=== Problem ===
Each line in the records below, from the one that contains "Find the sandstone" to the one that contains "Find the red dirt", should be reproduced exactly, the first and last included.

··· Entries shown ···

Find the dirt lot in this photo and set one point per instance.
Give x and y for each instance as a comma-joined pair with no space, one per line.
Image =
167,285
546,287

···
··· Entries shown ···

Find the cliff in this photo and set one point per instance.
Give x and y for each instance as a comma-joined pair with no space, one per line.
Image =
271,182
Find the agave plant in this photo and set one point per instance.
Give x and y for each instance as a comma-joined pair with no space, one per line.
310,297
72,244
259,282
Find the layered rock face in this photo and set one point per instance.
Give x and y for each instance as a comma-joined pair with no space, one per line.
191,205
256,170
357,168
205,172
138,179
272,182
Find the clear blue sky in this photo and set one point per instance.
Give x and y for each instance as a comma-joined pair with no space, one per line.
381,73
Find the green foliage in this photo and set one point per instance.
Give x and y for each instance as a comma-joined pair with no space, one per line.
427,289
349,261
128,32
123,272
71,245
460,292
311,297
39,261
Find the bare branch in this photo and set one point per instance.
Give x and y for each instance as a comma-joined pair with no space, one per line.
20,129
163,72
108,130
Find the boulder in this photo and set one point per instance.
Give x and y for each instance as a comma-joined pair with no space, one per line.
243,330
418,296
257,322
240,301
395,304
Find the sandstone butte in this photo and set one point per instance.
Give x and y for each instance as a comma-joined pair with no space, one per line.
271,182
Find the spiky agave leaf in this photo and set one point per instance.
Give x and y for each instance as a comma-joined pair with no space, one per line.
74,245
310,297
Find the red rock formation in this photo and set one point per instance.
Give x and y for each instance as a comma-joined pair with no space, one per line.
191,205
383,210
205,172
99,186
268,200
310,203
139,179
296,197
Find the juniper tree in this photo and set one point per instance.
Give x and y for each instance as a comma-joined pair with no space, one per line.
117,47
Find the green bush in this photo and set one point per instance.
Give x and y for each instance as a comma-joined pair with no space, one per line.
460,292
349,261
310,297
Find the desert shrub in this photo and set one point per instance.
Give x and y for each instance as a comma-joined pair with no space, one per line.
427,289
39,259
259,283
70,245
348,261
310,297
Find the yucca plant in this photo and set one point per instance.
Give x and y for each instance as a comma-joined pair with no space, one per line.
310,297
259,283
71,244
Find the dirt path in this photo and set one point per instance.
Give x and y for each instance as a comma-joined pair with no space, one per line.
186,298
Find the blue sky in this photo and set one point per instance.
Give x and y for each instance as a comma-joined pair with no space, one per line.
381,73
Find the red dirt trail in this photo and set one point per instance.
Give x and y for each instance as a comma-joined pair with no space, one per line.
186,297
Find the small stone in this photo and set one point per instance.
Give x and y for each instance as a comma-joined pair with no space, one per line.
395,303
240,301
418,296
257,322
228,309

···
··· Entries shown ···

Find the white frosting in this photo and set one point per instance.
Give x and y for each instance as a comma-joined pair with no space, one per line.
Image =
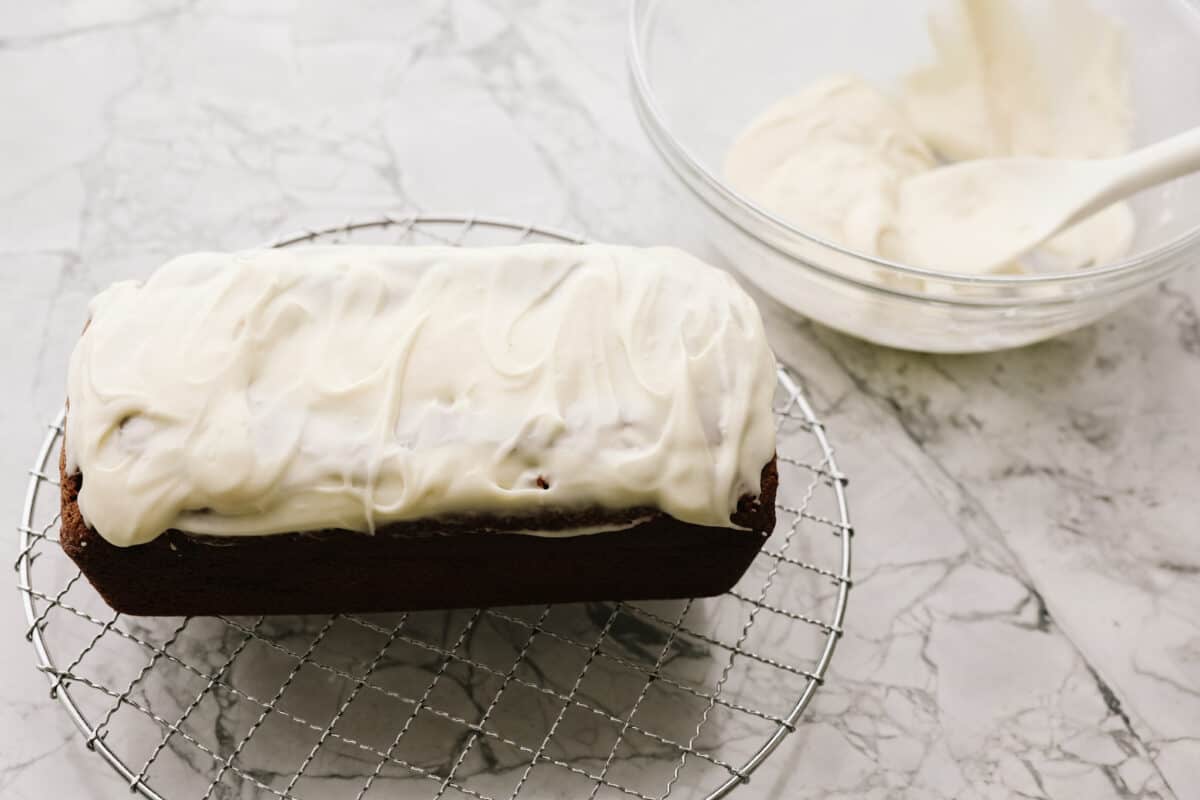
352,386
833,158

···

=== Answer for this exercise ===
Find the sandstone butte in this photo and set one point per instance.
Give x and y for each instance as a comma-joined pair with no space, one per line.
271,182
Find the spiky agave leaf in this photo and set one point per instance.
Give x and y for each instance as a comma-joined pair with no space, one per line.
74,245
310,297
Find the red rock formation in this photo and set one point per instance.
Give x and y for each instance as a comma-joined pair with no space, one per line.
191,205
383,210
205,172
99,186
268,200
310,203
139,179
296,197
Find the juniper tree in this photo and set one point per instance.
Give x and y for each instance as a comma-joined pair with no space, one per line.
117,47
Find the green bush in this photo and set one point per instance.
Give x and y for each instance as a comma-joined pair with no space, one per line.
460,292
349,261
310,297
Find the desert shrub in this photo and set one point per instance.
Give x and y for each instance as a comma-joined pair with no space, one per line.
427,289
39,259
259,283
70,245
348,261
310,297
Find the yucca plant in this photo and set one point per instance.
Give x and y for each instance as a comma-joined pair with no space, one per line.
310,297
259,283
71,244
Find the dirt path in this photo and set one point per instance.
Give x and y for each instance as a comma-joined pair with no space, one per line.
186,298
Find the blue sky in this photo and set one point per instance.
Give x and y for each instance as a comma-joined pair with no space, one per line.
381,73
Find the red dirt trail in this photo and set one point per instance.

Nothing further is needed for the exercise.